Towela Nyirenda Reflects On Her Journey


When she got an internship at Family Health International, one of Zambia’s top public health organizations, 20-year-old Towela Nyirenda took the time to reflect on the road she’d traveled over the last five years. “The most significant change in my life has been transforming from a shy and timid girl to someone who is confident and assertive, with clear goals for the future.”

Towela’s hometown of Kanyama has a reputation for being an overcrowded, unsafe place with few opportunities beyond high school. She joined the Children’s Radio Foundation as a youth reporter at the age of 15. “I wanted to change the narrative about myself and my community.” While her years of radio training gave her confidence and helped hone her research, interviewing, and critical thinking skills, just as importantly, she learned how to bring people together to analyze problems and find solutions that work.

Among the pressing issues in her community, Towela wanted the broadcasts to address the high rates of teenage pregnancy across Zambia. She realized that young girls did not have ready access to basic health information and weren’t aware of services available to them at local clinics. Towela and her fellow youth reporters took to the airwaves to create a space where youth could ask questions about sex — questions they might be too embarrassed to ask their parents, teachers, or peers. Across Zambia, their shows reached two million listeners. They featured health workers as guests to share information about HIV, teenage pregnancy, and other health concerns. Young women asked questions about accessing contraception. Teenage mothers spoke on air about their journeys. Youth living with HIV shared strategies for disclosing their status to family and friends. Towela took pride in her ability to “provide answers to the youth and parents on how to take care of their health.”

What’s next for Towela? She plans to carry on with her work in public health, while pursuing a degree in development studies at the University of Lusaka. After that, she says she’s set her goals high. “I am working towards becoming the next UN Secretary-General. There has not been a woman in the post before. I want to change that narrative too!”

» **Directions for this task**:
According to the profile of Towela Nyirenda, at what age did she join the Children's Radio Foundation as a youth reporter?

» **Supplied records**:
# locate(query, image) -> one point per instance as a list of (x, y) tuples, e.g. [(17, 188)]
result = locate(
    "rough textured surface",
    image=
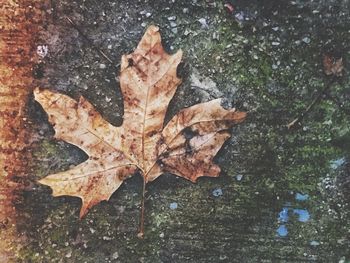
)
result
[(186, 145), (265, 57)]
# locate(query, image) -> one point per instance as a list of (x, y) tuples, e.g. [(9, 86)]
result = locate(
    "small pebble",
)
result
[(306, 40), (203, 22), (314, 243), (173, 206), (172, 18), (217, 192), (115, 255)]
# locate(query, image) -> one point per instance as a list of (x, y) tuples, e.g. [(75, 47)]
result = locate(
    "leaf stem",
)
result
[(141, 233)]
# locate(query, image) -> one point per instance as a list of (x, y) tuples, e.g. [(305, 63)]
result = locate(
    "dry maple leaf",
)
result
[(185, 146)]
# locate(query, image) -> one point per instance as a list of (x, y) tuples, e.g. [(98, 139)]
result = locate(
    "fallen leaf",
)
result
[(186, 145), (332, 66)]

» **Exercise response**:
She joined at the age of 15.